§ **TEXT EXCERPT**:
5 Effective Ways To Increase Management Support For Agile

Christiaan Verwijs
The Liberators
Published in
11 min readFeb 20


In our workshops and classes, participants often lament how difficult it is to get “management to do their part”. And my experience in this area has also been one of many struggles. Some managers totally get Agile and Scrum. But others seem to have made a hobby out of making things as hard as possible.

The frustration among Agilists is so easy to understand. We believe that Agile can make so many problems go away, which makes it all the more frustrating when others — like managers — just don’t seem to get it, or even seem to actively work against it. This easily leads to entrenched us-versus-them battles.

§ **INFORMATION PROVIDED**:
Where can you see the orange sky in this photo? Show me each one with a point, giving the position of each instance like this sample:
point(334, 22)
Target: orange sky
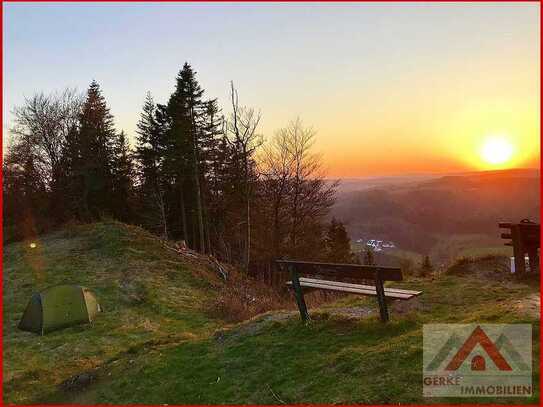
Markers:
point(390, 88)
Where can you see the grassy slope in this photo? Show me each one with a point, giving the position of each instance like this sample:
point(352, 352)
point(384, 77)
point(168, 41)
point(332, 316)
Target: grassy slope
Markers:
point(333, 360)
point(149, 297)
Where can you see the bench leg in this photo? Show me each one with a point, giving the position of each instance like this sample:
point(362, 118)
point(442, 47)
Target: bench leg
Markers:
point(299, 294)
point(381, 300)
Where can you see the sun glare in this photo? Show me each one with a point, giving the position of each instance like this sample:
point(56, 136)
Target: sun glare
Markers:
point(496, 150)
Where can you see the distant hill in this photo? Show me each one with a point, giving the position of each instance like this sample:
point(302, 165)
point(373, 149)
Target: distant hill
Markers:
point(417, 214)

§ **INSTRUCTIONS**:
- 1) List each sentence of the paragraph in the article on management support for Agile that begins with "In our workshops and classes".
- 2) Reproduce the article on management support for Agile word for word, from "In our workshops" up to and including "hard as possible.".
- 3) Write the next part of the article on management support for Agile, picking up after its final sentence.
The data above is separate material, unrelated to the article on management support for Agile.

§ **EXERCISE RESPONSES**:
- 1)
1. In our workshops and classes, participants often lament how difficult it is to get “management to do their part”.
2. And my experience in this area has also been one of many struggles.
3. Some managers totally get Agile and Scrum.
4. But others seem to have made a hobby out of making things as hard as possible.

- 2)
In our workshops and classes, participants often lament how difficult it is to get “management to do their part”. And my experience in this area has also been one of many struggles. Some managers totally get Agile and Scrum. But others seem to have made a hobby out of making things as hard as possible.

- 3)
We also recognize this frustration in scientific research. Many qualitative and quantitative studies have emphasized “management support” as one of the most critical, or even the most critical, factors to successful Agility (Van Waardenburg & Van Vliet, 2013; de Souza Bemerjo et. al., 2014; Young & Jordan, 2008; Russo, 2021). Management support would not be getting this designation if it is rarely an issue. We also see this in data from the Scrum Team Survey. There is some irony there, as Agile adoptions are usually initiated by management, but apparently not sufficiently supported. So there is clearly a lot of work to do there, still.

We wrote this post to help Scrum and Agile teams who are struggling to get this support. Our focus is on the simple things you can do, in almost any environment.

“We believe that Agile can make so many problems go away, which makes it all the more frustrating when others — like managers — just don’t seem to get it, or even seem to actively work against it.”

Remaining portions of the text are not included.